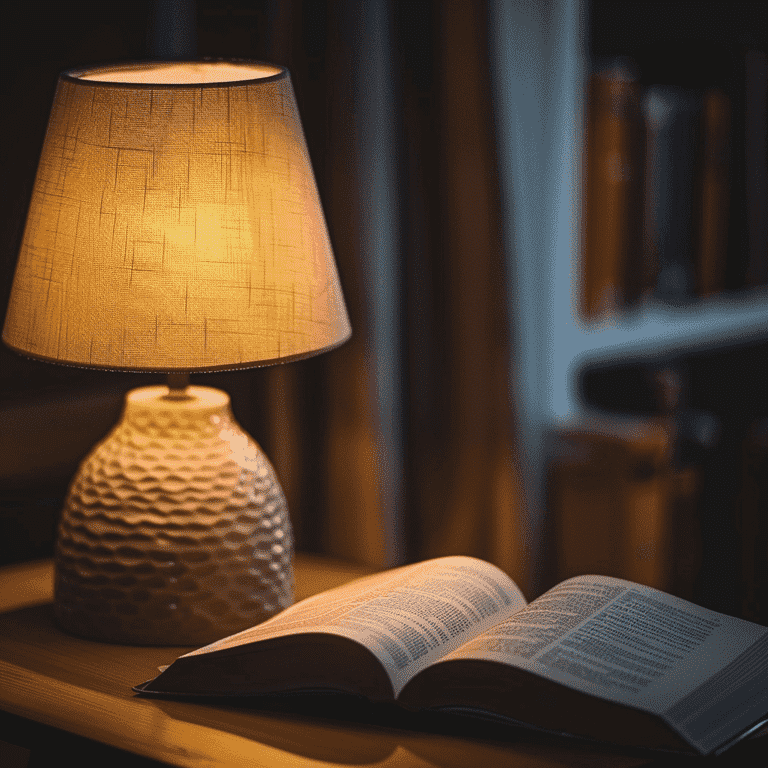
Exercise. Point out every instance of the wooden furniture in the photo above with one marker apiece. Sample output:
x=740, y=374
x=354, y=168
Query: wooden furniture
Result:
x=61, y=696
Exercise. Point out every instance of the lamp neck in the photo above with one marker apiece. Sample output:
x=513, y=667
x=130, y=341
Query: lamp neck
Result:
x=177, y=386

==

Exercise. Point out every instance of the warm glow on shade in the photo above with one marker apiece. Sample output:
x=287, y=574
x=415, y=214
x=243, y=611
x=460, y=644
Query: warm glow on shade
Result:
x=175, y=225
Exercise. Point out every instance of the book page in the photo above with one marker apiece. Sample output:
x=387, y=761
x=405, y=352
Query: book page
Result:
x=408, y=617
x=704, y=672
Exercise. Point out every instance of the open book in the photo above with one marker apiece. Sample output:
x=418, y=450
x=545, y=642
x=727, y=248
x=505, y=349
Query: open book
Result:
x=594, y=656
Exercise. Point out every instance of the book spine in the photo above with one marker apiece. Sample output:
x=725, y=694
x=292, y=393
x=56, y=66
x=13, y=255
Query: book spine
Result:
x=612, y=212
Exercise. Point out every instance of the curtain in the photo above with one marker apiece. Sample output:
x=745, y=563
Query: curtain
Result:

▶ **What is expected**: List every line of the material above that contains the string "Query". Uppercase and lowercase letters count as different.

▶ **Reply**:
Query: wooden furniture
Query: lamp neck
Query: warm glow on shade
Query: book page
Query: open book
Query: book spine
Query: curtain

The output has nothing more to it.